Pick out each line in the data below that contains the word "rough", and copy those lines out in full. Capital and small letters must match.
· · · · · · ·
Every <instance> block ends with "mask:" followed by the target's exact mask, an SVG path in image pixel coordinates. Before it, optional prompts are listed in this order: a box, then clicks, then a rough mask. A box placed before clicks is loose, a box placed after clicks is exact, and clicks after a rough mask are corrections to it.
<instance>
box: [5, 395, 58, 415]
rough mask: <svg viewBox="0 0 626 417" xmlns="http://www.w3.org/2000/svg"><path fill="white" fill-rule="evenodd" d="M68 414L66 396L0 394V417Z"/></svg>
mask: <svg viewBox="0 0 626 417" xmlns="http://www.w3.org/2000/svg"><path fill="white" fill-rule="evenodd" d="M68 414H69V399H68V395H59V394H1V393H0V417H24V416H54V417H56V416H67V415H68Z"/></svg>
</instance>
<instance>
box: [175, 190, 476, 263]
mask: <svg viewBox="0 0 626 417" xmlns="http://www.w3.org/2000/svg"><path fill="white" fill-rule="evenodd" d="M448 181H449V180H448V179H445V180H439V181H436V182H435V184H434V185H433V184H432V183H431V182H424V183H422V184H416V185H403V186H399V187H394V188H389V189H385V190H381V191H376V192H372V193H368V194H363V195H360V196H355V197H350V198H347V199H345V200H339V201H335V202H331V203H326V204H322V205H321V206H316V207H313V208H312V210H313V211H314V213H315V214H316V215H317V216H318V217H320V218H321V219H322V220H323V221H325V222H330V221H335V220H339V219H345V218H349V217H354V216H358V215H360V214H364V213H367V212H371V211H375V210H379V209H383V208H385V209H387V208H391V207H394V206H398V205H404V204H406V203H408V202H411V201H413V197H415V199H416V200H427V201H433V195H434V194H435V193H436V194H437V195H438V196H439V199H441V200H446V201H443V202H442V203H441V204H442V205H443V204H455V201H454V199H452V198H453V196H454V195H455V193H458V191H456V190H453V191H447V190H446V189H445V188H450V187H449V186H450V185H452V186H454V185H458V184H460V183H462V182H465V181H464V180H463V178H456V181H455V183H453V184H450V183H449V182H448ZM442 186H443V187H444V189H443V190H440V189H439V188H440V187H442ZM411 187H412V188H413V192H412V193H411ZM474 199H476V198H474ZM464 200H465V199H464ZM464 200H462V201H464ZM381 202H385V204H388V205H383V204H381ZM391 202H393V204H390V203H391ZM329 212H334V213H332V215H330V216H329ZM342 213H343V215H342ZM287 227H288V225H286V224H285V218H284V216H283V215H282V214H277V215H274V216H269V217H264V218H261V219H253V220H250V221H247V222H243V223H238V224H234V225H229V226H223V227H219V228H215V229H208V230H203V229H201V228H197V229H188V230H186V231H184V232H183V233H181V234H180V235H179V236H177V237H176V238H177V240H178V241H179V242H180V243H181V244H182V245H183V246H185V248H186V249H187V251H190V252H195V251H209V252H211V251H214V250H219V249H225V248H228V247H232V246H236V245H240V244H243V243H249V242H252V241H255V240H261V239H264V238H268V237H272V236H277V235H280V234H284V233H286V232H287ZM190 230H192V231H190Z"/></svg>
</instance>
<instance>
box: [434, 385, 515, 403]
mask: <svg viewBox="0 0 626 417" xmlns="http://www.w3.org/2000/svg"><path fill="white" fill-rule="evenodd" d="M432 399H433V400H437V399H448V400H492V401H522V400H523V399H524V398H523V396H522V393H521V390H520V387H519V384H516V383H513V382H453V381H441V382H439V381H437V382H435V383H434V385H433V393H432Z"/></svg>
· · · · · · ·
• **Answer box**
Every <instance> block ends with "mask:" followed by the target's exact mask, an SVG path in image pixel coordinates. Before it, optional prompts are listed in this order: a box, then clicks, then a rough mask. A box placed before clicks is loose, a box placed after clicks is exact, and clicks after a rough mask are corrections to it.
rough mask: <svg viewBox="0 0 626 417" xmlns="http://www.w3.org/2000/svg"><path fill="white" fill-rule="evenodd" d="M68 414L66 396L0 394V417Z"/></svg>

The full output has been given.